◆ SELECTION
******************************

The court emphasized the unreasonableness of forcing the applicant to return to the Interior Ministry again and go through the same torturous path he went through after the first appeal, where the Interior Ministry requested exactly the same thing. This case demonstrates how difficult it sometimes is to defeat the bureaucratic machine that skillfully and ruthlessly plays administrative football with a person.

The judge also drew attention to the fundamental difference between situations requiring gradual verification (for example, when considering status applications based on family relationships with Israeli citizens) and cases of granting status under the Law of Return to a Jew who does not belong to another religion and has not changed their religion. If in the first case there is logic in observation and repeated verification of relationships, in the second case the logic of the law is extremely simple: a Jew according to the Law of Return is not obligated to prove their Jewishness every year in the future or convince that they live according to religious law.

Conclusion

The decision in Artem’s case is an important victory not only for the specific applicant but for all who face arbitrary actions by government agencies. The court gave a clear assessment of the Israeli Interior Ministry’s dishonest behavior.

The case showed that baptism in infancy cannot serve as grounds for denial of repatriation if a person actually lived their entire life as a Jew and actively participated in Jewish community life. The court confirmed that the exception to repatriation rights for those “belonging to another religion” applies only in extreme cases of conscious choice by an adult of a different religious path.

******************************

◆ DATASET SECTION

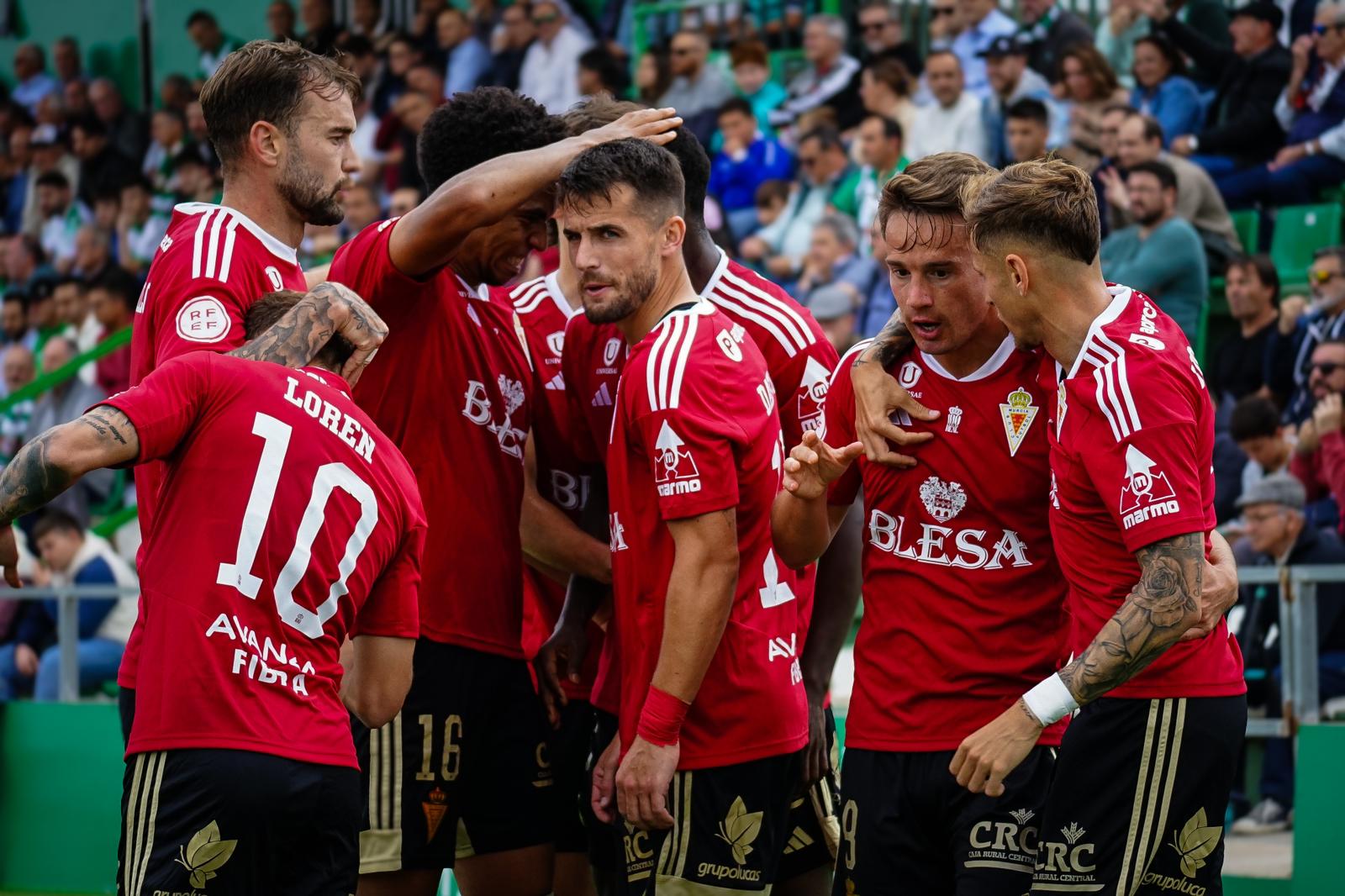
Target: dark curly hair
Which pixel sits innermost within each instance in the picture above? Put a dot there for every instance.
(479, 125)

******************************

◆ PROBLEMS TO WORK ON
**a)** In the text about the Law of Return case, when does the exception for those "belonging to another religion" apply, according to the court?
**b)** Carry on the text about the Law of Return case from its last sentence.
The lines have nothing to do with the text about the Law of Return case.

◆ ANSWERS FOR THIS EXERCISE
**a)** Only in extreme cases where an adult consciously chooses a different religious path.

**b)**
No less important was the judicial condemnation of bureaucratic tricks through which government agencies try to evade making decisions on the substance of cases. The principle of good faith in administrative law is not an abstract concept but a concrete requirement for honest and fair treatment of citizens. When civil servants forget this, courts must remind them of their obligations.

Artem’s story shows that even in the most complex bureaucratic labyrinths, justice can prevail—if there is patience, persistence, and competent legal protection. The court ordered the Interior Ministry to issue Artem and his family repatriation visas and imposed costs of 15,000 shekels on the Interior Ministry.

Case Number: 2308-11-24

Read also:

Religious Conversion and Immigration: Spiritual Quest or Bureaucratic Maneuver?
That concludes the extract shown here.